Contour labeling items:
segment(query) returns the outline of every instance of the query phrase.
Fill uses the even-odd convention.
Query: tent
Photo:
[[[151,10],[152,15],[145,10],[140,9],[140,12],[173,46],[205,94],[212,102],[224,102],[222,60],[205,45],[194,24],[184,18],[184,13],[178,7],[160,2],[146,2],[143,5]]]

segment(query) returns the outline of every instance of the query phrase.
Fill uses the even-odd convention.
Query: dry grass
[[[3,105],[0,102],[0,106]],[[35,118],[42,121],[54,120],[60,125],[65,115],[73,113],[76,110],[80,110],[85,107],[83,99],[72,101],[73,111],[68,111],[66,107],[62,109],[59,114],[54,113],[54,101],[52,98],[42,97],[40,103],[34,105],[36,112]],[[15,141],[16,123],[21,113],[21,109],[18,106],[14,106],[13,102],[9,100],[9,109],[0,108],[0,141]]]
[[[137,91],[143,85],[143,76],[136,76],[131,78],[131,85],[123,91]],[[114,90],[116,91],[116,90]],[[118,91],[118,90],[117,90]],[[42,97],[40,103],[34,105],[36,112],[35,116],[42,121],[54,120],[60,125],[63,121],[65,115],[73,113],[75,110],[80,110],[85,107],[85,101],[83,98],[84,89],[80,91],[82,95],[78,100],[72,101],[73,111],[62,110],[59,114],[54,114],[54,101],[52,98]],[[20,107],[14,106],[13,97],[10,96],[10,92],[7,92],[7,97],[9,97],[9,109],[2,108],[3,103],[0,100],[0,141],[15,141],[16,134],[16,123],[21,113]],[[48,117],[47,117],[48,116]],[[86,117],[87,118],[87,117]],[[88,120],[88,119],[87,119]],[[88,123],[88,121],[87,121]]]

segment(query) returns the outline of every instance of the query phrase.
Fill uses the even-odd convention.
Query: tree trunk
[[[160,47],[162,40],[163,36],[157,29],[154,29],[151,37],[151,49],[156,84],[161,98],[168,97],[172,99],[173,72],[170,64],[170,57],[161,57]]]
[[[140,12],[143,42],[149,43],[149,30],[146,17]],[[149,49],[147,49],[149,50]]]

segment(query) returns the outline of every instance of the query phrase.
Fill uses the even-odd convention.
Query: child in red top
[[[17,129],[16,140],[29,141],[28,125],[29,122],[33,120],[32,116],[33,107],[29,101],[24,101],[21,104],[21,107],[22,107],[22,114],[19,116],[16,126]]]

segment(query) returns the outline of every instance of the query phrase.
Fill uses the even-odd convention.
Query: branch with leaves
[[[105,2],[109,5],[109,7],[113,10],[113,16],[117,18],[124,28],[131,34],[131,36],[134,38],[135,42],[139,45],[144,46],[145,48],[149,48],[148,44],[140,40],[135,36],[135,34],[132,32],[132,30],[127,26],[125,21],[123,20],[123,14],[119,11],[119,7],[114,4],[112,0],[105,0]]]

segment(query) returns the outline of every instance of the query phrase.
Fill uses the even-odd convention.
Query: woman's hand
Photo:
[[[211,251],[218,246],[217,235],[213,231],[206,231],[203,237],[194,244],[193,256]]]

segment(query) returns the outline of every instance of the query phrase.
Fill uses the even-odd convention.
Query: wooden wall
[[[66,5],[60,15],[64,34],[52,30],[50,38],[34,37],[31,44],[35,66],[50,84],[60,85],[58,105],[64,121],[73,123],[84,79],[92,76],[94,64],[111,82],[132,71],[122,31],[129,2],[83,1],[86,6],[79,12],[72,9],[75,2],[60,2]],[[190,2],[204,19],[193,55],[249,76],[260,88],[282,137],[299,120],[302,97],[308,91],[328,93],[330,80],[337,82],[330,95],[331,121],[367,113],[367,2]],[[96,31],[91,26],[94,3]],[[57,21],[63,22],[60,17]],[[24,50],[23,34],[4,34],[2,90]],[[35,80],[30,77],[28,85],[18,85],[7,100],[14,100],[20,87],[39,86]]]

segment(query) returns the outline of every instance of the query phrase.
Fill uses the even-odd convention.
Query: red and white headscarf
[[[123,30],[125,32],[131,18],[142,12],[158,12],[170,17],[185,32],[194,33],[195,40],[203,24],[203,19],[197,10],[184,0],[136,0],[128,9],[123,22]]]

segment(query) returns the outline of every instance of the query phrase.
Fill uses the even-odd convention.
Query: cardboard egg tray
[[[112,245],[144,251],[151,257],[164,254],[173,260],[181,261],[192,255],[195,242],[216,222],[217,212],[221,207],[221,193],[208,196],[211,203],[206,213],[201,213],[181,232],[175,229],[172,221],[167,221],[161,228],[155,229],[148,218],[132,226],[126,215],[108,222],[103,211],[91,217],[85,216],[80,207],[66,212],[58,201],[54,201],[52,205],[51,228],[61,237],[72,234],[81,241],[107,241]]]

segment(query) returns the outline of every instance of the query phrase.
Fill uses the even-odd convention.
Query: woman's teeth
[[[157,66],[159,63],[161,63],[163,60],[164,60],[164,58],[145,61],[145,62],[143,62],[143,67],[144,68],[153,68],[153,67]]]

Problem details
Recite the full listing above exactly.

Correct output
segment(query) returns the outline of every instance of the query phrase.
Fill uses the even-odd convention.
Query: tent
Photo:
[[[151,10],[152,15],[145,10],[140,9],[140,12],[173,46],[205,94],[212,102],[224,102],[222,60],[205,45],[194,24],[184,18],[184,13],[178,7],[160,2],[146,2],[143,5]]]

segment(query) returns the outline of every instance of the query phrase.
Fill uses the even-odd convention.
Query: dry grass
[[[3,105],[0,102],[0,106]],[[35,118],[42,121],[54,120],[60,125],[65,115],[73,113],[76,110],[80,110],[85,107],[83,99],[72,101],[73,111],[68,111],[66,107],[62,109],[59,114],[54,113],[54,101],[52,98],[42,97],[40,103],[34,105],[36,112]],[[15,141],[16,123],[21,113],[21,109],[18,106],[14,106],[13,102],[9,100],[9,109],[0,108],[0,141]]]
[[[137,91],[143,85],[143,76],[136,76],[131,78],[131,85],[123,91]],[[114,90],[116,91],[116,90]],[[118,91],[118,90],[117,90]],[[42,97],[40,103],[34,105],[36,112],[35,116],[42,121],[54,120],[60,125],[63,121],[65,115],[73,113],[75,110],[80,110],[85,107],[85,101],[83,98],[84,89],[80,91],[82,95],[78,100],[72,101],[73,111],[62,110],[59,114],[54,114],[54,101],[52,98]],[[20,107],[14,106],[13,97],[10,96],[10,92],[7,92],[7,97],[9,97],[9,109],[2,108],[3,103],[0,100],[0,141],[15,141],[16,134],[16,123],[21,113]],[[48,117],[47,117],[48,116]],[[86,117],[87,118],[87,117]],[[88,120],[88,119],[87,119]],[[88,123],[88,121],[87,121]]]

segment(query) returns the outline of every instance of the query phrase.
Fill uses the even-odd convention.
Query: tree trunk
[[[160,47],[162,40],[163,36],[157,29],[154,29],[151,37],[151,49],[156,84],[161,98],[168,97],[172,99],[173,72],[170,64],[170,57],[161,57]]]
[[[140,12],[143,42],[149,43],[149,30],[146,17]],[[149,49],[147,49],[149,50]]]

segment(query) returns the outline of every instance of the query phrase.
Fill uses the even-odd convention.
Query: child in red top
[[[17,129],[16,140],[29,141],[28,125],[29,122],[33,120],[32,116],[33,107],[29,101],[24,101],[21,104],[21,107],[22,107],[22,114],[19,116],[16,126]]]

segment(query) returns the outline of every instance of the query phrase.
Fill uses the even-odd convention.
Query: branch with leaves
[[[105,2],[109,5],[109,7],[113,10],[113,16],[117,18],[124,28],[131,34],[131,36],[134,38],[135,42],[139,45],[144,46],[145,48],[149,48],[148,44],[140,40],[135,36],[135,34],[132,32],[132,30],[127,26],[125,21],[123,20],[123,14],[119,11],[119,7],[114,4],[112,0],[105,0]]]

segment(query) returns the outline of every instance of the query phrase.
Fill uses the even-odd convention.
Query: woman's hand
Photo:
[[[211,251],[218,246],[217,235],[213,231],[206,231],[203,237],[194,244],[193,256]]]

segment(query) returns the outline of every instance of the query phrase.
Fill uses the even-odd convention.
Query: wooden wall
[[[66,5],[60,15],[64,34],[52,30],[50,38],[34,37],[31,44],[35,66],[50,84],[60,85],[58,105],[64,121],[73,123],[84,79],[92,76],[94,64],[111,82],[132,71],[122,31],[129,2],[83,1],[86,6],[79,12],[72,9],[75,2],[60,2]],[[190,2],[204,19],[193,55],[249,76],[260,88],[282,137],[299,120],[302,97],[308,91],[328,93],[330,80],[337,82],[330,95],[331,121],[367,113],[367,2]],[[96,31],[91,26],[94,3]],[[57,21],[63,22],[60,17]],[[24,50],[23,34],[4,34],[2,90]],[[35,80],[30,77],[28,85],[18,85],[7,100],[14,100],[20,87],[39,86]]]

segment(query) returns the outline of every instance of the query phrase.
Fill uses the even-odd convention.
Query: red and white headscarf
[[[123,30],[125,32],[131,18],[142,12],[158,12],[170,17],[185,32],[194,33],[195,40],[203,24],[203,19],[197,10],[184,0],[136,0],[128,9],[123,22]]]

segment(query) returns the outline of every instance of the query phrase.
Fill uses the even-odd convention.
Query: cardboard egg tray
[[[112,245],[144,251],[151,257],[164,254],[173,260],[181,261],[192,255],[195,242],[216,222],[217,212],[221,207],[221,193],[208,196],[211,203],[206,213],[201,213],[181,232],[175,229],[172,221],[167,221],[161,228],[155,229],[148,218],[132,226],[126,215],[108,222],[103,211],[91,217],[85,216],[80,207],[66,212],[58,201],[54,201],[52,205],[51,228],[61,237],[72,234],[81,241],[107,241]]]

segment(query) returns the outline of every instance of the query phrase.
Fill uses the even-odd convention.
Query: woman's teeth
[[[157,66],[159,63],[161,63],[163,60],[164,60],[164,58],[145,61],[145,62],[143,62],[143,67],[144,68],[153,68],[153,67]]]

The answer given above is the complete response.